## PROBLEM DESCRIPTION
Format all of the records below as a numbered list, one line per item, omitting blank lines and leaving the pictures out of the answer.

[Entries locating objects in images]
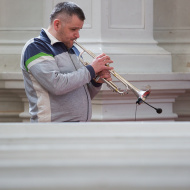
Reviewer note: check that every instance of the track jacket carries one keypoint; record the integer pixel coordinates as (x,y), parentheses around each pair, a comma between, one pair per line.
(59,88)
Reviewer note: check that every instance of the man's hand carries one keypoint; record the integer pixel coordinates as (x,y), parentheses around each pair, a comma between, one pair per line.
(104,74)
(101,63)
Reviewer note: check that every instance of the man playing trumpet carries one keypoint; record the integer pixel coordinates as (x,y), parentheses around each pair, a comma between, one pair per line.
(59,88)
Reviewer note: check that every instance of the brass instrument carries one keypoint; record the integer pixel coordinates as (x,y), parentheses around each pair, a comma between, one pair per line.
(141,95)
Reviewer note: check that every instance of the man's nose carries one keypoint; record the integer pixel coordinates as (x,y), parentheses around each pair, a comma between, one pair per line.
(77,35)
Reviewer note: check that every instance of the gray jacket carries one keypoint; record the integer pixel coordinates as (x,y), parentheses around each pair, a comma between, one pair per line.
(59,88)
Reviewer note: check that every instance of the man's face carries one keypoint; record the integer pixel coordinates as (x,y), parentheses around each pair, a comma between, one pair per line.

## FINISHED TASK
1. Reviewer note: check that every instance of the track jacket carries one keypoint; record the integer pixel coordinates as (x,y), parentheses around each pair, a comma between, one pair per line.
2. (59,88)
3. Reviewer note: check that every instance of the man's hand carries one keypoint; record the integer pixel coordinates as (x,y), parentheses around each pair, a comma between, one pair per line.
4. (104,74)
5. (101,63)
6. Reviewer note: check that every instance of the man playing trumpet carries one keypoint; record the integer pixel coordinates as (x,y), parentheses around each pair, a comma between, one pair per line.
7. (59,88)
8. Reviewer note: check that every instance of the brass instrument carries one keypoint; record the integer pixel coordinates as (x,y), parentheses around each pair, a comma between, one pair per line.
9. (141,95)
10. Reviewer note: check that every instance of the man's nose carries one keypoint; record the integer pixel coordinates as (x,y), parentheses around each pair, a comma between, one pair per line.
11. (77,35)
12. Reviewer note: check that every instance of the gray jacket carries one keypoint; record the integer pixel coordinates as (x,y), parentheses around each pair, a comma between, one pair per line.
13. (59,88)
14. Reviewer note: check that every instance of the man's face carries one keypoint; record the integer pixel coordinates as (x,y), parentheses around each pair, a comma between, one pair per line.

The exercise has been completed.